=== Supplied text ===
The Bush administration convened an expert panel to develop tax reforms, one of which was a proposal to change the home mortgage deduction to a 15 percent credit and making it available to all filers, regardless of itemization status. This was immediately rejected out of hand. The Obama administration more recently suggested that home mortgage interest deductions would be capped at 28%. However, commentary on this proposal suggests it has failed, although everyone appears more focused on the politics of such a measure, not the economics.
It seems that this is yet another example of “Murphy’s Law of Economics” – the overwhelming weight of expert opinion is no match for the American Dream. Must we, then, accept that this is an instance of the truism of tax concessions, which is all too apt when one is talking about the family home: that they are easy to introduce, and near impossible to repeal?
* A renter has to pay rent from income that is taxed, but the homeowner does not. It can be argued that the homeowner effectively earns an income from their property, in that they pay an “imputed rent” – to themselves. This effective income is not taxed, although some would argue that it should be.
=== Supplied information ===
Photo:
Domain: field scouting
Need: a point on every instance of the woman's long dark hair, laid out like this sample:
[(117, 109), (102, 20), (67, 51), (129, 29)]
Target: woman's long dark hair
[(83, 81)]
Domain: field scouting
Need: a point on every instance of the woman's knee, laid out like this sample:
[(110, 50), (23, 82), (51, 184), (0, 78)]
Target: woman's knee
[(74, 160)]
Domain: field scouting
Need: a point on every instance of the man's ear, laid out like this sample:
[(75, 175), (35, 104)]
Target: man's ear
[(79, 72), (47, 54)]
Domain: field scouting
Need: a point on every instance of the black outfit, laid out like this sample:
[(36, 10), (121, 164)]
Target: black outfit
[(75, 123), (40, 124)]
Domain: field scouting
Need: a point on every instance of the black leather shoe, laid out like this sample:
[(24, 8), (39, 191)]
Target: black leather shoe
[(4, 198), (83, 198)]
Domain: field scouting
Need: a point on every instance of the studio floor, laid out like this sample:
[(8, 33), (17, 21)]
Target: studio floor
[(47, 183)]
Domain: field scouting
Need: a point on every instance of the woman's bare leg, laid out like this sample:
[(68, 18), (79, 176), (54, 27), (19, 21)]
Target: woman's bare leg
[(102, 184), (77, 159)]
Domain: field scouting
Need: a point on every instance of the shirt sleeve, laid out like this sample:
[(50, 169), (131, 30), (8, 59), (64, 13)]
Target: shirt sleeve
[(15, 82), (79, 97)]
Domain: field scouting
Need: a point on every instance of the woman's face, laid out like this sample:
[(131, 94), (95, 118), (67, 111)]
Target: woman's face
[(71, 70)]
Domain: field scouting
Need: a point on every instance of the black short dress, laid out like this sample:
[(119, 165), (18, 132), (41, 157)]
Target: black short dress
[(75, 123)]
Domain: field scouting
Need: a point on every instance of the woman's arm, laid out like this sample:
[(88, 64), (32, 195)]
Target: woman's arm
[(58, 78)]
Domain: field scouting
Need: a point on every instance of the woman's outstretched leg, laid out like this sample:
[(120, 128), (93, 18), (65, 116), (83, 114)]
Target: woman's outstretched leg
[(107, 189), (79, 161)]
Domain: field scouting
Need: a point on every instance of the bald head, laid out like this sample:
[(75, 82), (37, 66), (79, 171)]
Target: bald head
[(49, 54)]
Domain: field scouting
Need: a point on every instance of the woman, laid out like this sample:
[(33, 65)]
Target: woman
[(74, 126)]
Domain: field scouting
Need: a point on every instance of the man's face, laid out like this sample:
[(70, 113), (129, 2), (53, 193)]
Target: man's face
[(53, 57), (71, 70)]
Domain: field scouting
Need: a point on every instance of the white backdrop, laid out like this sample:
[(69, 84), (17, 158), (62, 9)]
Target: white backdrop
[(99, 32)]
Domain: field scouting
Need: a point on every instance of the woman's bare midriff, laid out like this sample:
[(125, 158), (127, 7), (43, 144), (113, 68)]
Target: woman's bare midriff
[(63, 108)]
===
* [What is required] Copy the passage on the home mortgage deduction word for word, starting at "The Bush administration" and ending at "not the economics.". The listing isn't needed for any of this.

* [Answer to the task]
The Bush administration convened an expert panel to develop tax reforms, one of which was a proposal to change the home mortgage deduction to a 15 percent credit and making it available to all filers, regardless of itemization status. This was immediately rejected out of hand. The Obama administration more recently suggested that home mortgage interest deductions would be capped at 28%. However, commentary on this proposal suggests it has failed, although everyone appears more focused on the politics of such a measure, not the economics.